_DESCRIPTION OF THE TASK_: Begin at the line that contains "Question. Locate the black glove" and stop at the end of the data. Reproduce every line in that stretch, with each coordinate in the answers offset by adding 42.

## Start WORKING DATA

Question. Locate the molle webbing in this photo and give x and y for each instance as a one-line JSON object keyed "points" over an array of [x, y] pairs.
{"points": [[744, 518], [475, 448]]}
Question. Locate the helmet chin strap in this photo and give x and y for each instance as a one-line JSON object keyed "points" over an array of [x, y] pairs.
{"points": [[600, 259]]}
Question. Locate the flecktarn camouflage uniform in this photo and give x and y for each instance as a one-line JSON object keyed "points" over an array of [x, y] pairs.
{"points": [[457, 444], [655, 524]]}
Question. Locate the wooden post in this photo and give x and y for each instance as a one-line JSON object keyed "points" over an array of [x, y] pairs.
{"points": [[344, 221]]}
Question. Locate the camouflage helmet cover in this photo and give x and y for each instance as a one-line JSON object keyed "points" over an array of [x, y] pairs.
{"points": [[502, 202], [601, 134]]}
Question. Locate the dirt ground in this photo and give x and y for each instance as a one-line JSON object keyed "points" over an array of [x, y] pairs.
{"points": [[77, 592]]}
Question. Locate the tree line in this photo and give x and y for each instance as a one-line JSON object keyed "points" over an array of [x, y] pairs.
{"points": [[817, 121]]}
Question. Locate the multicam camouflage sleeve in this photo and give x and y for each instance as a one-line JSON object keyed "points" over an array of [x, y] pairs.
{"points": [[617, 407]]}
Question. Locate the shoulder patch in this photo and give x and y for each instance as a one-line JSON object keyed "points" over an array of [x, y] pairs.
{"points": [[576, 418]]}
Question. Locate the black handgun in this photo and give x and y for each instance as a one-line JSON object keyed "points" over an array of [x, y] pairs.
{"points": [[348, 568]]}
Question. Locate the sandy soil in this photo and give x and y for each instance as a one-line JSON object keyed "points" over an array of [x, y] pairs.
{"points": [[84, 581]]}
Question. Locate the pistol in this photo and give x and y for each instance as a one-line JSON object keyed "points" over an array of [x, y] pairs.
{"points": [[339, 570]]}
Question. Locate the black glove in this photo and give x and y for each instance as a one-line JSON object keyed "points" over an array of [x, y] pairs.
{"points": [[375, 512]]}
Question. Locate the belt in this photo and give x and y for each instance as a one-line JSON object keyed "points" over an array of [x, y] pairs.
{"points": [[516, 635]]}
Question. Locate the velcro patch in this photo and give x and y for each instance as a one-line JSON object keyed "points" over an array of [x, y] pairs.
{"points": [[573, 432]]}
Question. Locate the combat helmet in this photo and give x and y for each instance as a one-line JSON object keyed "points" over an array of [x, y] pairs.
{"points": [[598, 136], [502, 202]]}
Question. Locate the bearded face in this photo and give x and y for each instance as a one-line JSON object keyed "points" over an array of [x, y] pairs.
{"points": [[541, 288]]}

## End WORKING DATA

_FULL OUTPUT_:
Question. Locate the black glove in this photo and give x and y for each instance as a one-line JSON object keyed "points" over an array of [x, y] pairs.
{"points": [[417, 554]]}
Question. Locate the belt in this photo and give x and y for each instance as a one-line JSON object keyed "points" over an array of [x, y] pairs.
{"points": [[558, 677]]}
Question. Locate the velcro patch in this photo and give x and y for each instance as a one-line JSON object keyed "points" over an array of [x, y] pairs.
{"points": [[615, 474]]}
Question. Locate the combat helmet in this photo and give x and y for each instance as a one-line JSON object keyed "points" over an array of [x, y] pairs.
{"points": [[640, 178], [544, 244]]}
Question. Locate the bearded face in this photo and give x and y for each instance as a one-line JSON object keyed "points" over an array of [x, y] pairs.
{"points": [[583, 330]]}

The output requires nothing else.